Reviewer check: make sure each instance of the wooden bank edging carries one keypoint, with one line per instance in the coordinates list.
==
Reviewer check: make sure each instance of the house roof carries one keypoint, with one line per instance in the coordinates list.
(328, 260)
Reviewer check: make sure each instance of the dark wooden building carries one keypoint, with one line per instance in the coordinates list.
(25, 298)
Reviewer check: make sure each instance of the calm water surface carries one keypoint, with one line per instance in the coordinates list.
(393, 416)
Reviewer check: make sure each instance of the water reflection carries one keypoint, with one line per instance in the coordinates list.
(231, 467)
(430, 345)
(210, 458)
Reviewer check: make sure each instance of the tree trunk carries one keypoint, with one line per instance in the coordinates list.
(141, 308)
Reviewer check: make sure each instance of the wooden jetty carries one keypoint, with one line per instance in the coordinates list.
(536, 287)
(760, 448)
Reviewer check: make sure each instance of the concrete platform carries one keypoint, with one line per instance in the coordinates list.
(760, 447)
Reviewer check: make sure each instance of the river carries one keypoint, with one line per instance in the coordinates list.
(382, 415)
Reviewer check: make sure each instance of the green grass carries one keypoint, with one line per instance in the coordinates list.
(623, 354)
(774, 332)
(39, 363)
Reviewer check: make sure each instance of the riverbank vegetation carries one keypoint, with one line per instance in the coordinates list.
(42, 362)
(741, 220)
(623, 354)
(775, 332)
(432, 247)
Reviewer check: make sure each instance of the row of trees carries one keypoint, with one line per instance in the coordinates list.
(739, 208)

#### What is being asked:
Show each line from the data above that contains the word "wooden", copied in full.

#### The response:
Reviewer check: make sure each instance of the wooden bank edging carries one keypoint, with one line per instance in the coordinates list.
Reviewer check: make sure each instance of the dark wooden building carries one keypoint, with one line per instance in the coordinates list.
Reviewer check: make sure each instance of the wooden jetty carries one keypoint, with one line per instance in the coordinates list.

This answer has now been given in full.